Directions for this task ->
Can you duplicate the listing below line for line, leaving out the pictures?
-- start Provided data --
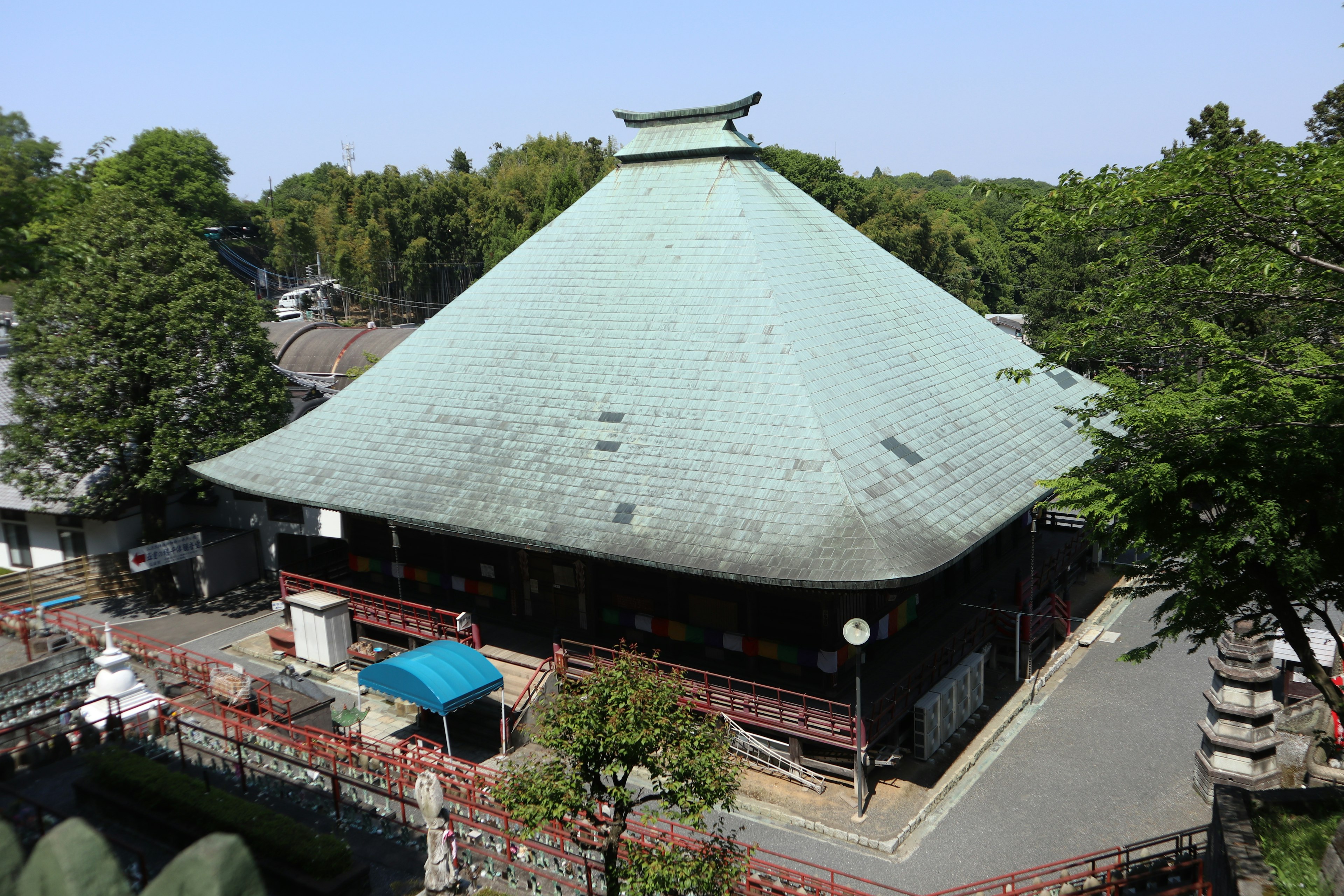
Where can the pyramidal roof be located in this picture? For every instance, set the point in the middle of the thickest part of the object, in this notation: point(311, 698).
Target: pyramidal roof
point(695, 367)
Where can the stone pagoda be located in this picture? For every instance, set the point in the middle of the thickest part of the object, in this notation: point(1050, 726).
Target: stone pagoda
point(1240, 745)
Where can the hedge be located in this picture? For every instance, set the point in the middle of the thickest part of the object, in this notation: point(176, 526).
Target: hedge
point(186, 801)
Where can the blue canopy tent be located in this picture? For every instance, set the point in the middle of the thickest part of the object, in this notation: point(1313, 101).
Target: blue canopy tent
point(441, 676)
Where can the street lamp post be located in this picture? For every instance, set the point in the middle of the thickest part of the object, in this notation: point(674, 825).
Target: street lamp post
-- end Provided data --
Answer to the problem ->
Where can the pyramidal roof be located in this picture? For every instance, set the point in the middle of the thickest part of the object, in this notation: point(311, 698).
Target: pyramidal roof
point(695, 367)
Where can the stone pagoda be located in this picture? For every instance, set the point in the middle of the thickest part of the object, in this notation: point(1050, 726).
Target: stone pagoda
point(1240, 745)
Where can the hedge be located in this picture? For every instance, set the point in the middle of the thickest part of the object, in this notation: point(176, 526).
Target: hedge
point(186, 801)
Where can the blue canopy tent be located in this picture? For every instance, set the point in the middle of the thickest part of the object, in this notation: point(1313, 101).
Target: blue canopy tent
point(441, 676)
Where can the street lamp post be located in this picture? For every instance, set the point in the middle of the thickest part of the object, in this notation: point(674, 825).
Target: street lamp post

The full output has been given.